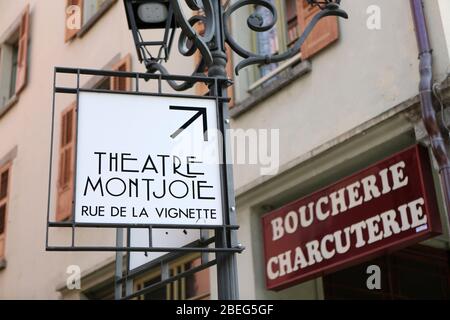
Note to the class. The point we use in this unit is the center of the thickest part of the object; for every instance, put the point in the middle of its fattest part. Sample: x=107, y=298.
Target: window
x=66, y=168
x=82, y=14
x=193, y=287
x=418, y=272
x=295, y=16
x=14, y=60
x=5, y=177
x=66, y=164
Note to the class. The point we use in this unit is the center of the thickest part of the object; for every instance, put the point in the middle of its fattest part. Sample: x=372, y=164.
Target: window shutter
x=71, y=20
x=66, y=164
x=324, y=33
x=22, y=60
x=230, y=74
x=120, y=83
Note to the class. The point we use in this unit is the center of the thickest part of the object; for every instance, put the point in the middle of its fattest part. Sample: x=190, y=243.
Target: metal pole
x=119, y=265
x=227, y=280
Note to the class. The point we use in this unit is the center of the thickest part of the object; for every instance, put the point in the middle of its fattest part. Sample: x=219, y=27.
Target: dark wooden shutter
x=22, y=59
x=66, y=164
x=5, y=177
x=71, y=33
x=201, y=88
x=325, y=33
x=121, y=83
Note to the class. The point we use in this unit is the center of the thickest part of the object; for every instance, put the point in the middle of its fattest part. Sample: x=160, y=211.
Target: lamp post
x=215, y=15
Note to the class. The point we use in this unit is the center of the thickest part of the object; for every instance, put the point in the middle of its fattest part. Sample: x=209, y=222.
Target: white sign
x=173, y=238
x=147, y=160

[TASK BRIEF] Leaving aside the images, write out the entries above word for word.

[RIGHT ANSWER]
Note to the class. The point we use in this unit is the center of the thickest part of the object; for every instance, put the point in the middle of its fattest part. Sample: x=107, y=298.
Target: window
x=66, y=168
x=82, y=14
x=193, y=287
x=418, y=272
x=295, y=16
x=14, y=60
x=5, y=177
x=66, y=164
Note to the class. The point we use in this unit is the center of the thickest part of the object; for every instance, put the point in the middle of its fattest part. Sample: x=372, y=164.
Target: window shutter
x=71, y=20
x=66, y=164
x=324, y=33
x=22, y=60
x=230, y=74
x=120, y=83
Note to the class. The point we use in this unit is the center of the thickest part of the object; for every instance, put the point in the middle of its fattest part. Sample: x=190, y=243.
Target: metal pole
x=119, y=265
x=227, y=280
Note to the class. The point we use in this unit is the center of the thickest part of the object; for every instance, put the point in the middle of its fattest part. Sample: x=219, y=27.
Target: dark wooden shutter
x=22, y=59
x=66, y=164
x=5, y=177
x=71, y=33
x=201, y=88
x=325, y=33
x=121, y=83
Note to the class. The point we use in this unit is the center of the thickest part of the object; for every instance, put the point in the middle of its fattest part. Sample: x=160, y=211.
Target: lamp post
x=215, y=15
Note to the class. The point we use in this unit is the center of the thickest part of the object; for every instance, put the point in the middle of its fattest part. Sample: x=209, y=222.
Target: white sign
x=173, y=238
x=147, y=160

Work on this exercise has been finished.